■ **Textauszug**:
Daneben dürfen Behaglichkeitsaspekte (Temperaturfaktor fRsi im Winter und mittlere Raumtemperatur im Sommer) und die Gebrauchstauglichkeit (Schlagregendichtheit, Widerstand gegen Windlast, Luftdichtheit und Stoßfestigkeit) nicht vernachlässigt werden. Das ift Rosenheim hat deshalb die Richtlinie WA-15/2 „Passivhaustauglichkeit von Fenstern, Außentüren und Fassaden“ erarbeitet, in der die relevanten Anforderungen auf Basis gültiger EN und ISO-Normen definiert und nachgewiesen werden. Auch die Baukörperanschlüsse für übliche Wandaufbauten müssen nach der Richtlinie WA-15/2 hinsichtlich einer fachgerechten RAL-Montage bewertet werden (Anmerkung der Redaktion: Lesen Sie dazu auch den Beitrag „PHI- oder ift-Passivhaus-Zertifikate: Welches macht mehr Sinn“ in GLASWELT 05/2014).

■ **Aufgabenstellung 1**:
Extrahiere jede Zeile unten, in der das Wort „short“ vorkommt.

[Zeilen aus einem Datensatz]
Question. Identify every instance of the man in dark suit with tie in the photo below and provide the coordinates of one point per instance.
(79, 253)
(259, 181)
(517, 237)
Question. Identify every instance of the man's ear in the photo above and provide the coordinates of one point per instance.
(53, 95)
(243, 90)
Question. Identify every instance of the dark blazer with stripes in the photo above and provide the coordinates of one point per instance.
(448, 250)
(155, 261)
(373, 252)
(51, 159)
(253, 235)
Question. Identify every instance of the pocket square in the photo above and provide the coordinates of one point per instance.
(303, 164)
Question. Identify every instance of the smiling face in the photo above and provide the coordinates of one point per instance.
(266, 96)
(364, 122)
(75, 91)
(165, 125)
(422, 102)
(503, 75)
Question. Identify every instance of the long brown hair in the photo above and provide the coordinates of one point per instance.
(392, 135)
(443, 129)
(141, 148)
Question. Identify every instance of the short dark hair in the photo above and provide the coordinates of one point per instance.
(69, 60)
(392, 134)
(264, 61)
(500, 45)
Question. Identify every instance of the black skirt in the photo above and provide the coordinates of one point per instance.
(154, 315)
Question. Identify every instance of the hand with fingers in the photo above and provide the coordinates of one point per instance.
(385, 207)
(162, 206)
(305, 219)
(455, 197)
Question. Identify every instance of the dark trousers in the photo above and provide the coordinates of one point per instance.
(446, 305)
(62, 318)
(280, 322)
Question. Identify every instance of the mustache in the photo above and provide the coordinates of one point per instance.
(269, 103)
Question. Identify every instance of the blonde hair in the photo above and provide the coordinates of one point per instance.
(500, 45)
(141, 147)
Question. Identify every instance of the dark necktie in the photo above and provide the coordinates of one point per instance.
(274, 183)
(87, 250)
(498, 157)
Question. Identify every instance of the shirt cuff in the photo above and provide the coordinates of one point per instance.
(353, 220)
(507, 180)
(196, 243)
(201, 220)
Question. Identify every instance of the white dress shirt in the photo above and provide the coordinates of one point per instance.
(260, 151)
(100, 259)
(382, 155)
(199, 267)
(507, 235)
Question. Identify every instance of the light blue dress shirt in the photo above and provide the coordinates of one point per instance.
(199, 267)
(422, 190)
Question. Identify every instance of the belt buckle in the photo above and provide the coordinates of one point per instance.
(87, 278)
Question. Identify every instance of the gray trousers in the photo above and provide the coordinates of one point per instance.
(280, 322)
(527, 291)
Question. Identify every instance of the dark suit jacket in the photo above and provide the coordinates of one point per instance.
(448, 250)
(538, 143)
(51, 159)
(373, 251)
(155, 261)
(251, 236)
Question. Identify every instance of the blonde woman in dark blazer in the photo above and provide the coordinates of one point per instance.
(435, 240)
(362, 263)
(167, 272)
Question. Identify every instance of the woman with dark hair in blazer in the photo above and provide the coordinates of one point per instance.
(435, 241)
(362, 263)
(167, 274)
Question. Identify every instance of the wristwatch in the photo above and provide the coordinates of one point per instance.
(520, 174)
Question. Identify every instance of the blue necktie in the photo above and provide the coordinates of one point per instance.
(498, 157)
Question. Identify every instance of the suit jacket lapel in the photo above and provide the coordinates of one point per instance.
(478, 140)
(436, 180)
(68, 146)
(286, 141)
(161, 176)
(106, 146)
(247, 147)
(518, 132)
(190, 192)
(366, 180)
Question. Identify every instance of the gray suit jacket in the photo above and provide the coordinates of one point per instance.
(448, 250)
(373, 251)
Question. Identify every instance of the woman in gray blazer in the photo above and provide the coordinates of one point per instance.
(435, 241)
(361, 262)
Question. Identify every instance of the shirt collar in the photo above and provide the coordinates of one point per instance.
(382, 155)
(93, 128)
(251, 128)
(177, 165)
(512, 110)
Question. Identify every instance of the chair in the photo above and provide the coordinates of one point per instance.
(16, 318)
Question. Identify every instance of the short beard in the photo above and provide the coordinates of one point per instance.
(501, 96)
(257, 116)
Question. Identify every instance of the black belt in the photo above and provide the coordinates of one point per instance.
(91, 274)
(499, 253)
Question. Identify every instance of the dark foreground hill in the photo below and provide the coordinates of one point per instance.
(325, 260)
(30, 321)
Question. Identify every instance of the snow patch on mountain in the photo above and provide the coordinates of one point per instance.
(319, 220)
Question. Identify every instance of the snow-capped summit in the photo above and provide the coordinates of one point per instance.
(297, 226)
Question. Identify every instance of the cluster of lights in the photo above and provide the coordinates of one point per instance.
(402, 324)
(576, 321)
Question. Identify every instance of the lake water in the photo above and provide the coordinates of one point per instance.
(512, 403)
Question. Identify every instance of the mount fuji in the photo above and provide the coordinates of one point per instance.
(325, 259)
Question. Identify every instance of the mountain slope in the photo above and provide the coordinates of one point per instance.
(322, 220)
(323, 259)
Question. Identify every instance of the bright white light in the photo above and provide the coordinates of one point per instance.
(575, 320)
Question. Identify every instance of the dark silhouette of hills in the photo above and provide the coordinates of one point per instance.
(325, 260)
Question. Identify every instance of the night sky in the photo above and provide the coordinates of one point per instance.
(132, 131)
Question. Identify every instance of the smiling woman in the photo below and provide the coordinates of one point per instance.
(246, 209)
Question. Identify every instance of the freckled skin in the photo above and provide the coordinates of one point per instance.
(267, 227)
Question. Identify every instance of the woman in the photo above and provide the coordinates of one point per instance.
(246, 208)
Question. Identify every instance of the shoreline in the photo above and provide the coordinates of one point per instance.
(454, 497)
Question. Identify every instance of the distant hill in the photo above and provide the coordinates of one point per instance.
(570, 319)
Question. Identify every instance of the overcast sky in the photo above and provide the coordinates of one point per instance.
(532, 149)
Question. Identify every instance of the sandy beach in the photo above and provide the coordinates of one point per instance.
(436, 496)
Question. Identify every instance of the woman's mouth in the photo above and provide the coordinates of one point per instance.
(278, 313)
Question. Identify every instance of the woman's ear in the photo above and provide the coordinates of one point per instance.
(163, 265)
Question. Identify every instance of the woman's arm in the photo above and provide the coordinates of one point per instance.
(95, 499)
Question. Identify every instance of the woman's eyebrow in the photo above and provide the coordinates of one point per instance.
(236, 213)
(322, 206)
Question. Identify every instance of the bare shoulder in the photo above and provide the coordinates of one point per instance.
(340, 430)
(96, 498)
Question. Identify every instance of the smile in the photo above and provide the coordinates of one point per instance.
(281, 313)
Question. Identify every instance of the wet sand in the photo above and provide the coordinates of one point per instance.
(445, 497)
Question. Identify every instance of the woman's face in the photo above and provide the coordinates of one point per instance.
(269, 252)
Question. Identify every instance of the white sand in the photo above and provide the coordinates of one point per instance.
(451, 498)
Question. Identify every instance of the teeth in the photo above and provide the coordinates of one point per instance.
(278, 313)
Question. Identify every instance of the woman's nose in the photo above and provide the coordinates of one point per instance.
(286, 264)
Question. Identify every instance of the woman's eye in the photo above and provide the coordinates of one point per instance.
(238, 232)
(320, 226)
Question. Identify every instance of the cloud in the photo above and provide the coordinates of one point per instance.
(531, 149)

■ **Aufgabenstellung 2**:
Zitiere aus dem Textauszug über passivhaustaugliche Fenster oben wortgetreu die Stelle, die mit „Daneben dürfen Behaglichkeitsaspekte“ beginnt und bis „in GLASWELT 05/2014).“ reicht.

■ **Ergebnis 1**:
Question. Identify every instance of the short dark hair in the photo above and provide the coordinates of one point per instance.
Question. Identify every instance of the short beard in the photo above and provide the coordinates of one point per instance.

■ **Ergebnis 2**:
Daneben dürfen Behaglichkeitsaspekte (Temperaturfaktor fRsi im Winter und mittlere Raumtemperatur im Sommer) und die Gebrauchstauglichkeit (Schlagregendichtheit, Widerstand gegen Windlast, Luftdichtheit und Stoßfestigkeit) nicht vernachlässigt werden. Das ift Rosenheim hat deshalb die Richtlinie WA-15/2 „Passivhaustauglichkeit von Fenstern, Außentüren und Fassaden“ erarbeitet, in der die relevanten Anforderungen auf Basis gültiger EN und ISO-Normen definiert und nachgewiesen werden. Auch die Baukörperanschlüsse für übliche Wandaufbauten müssen nach der Richtlinie WA-15/2 hinsichtlich einer fachgerechten RAL-Montage bewertet werden (Anmerkung der Redaktion: Lesen Sie dazu auch den Beitrag „PHI- oder ift-Passivhaus-Zertifikate: Welches macht mehr Sinn“ in GLASWELT 05/2014).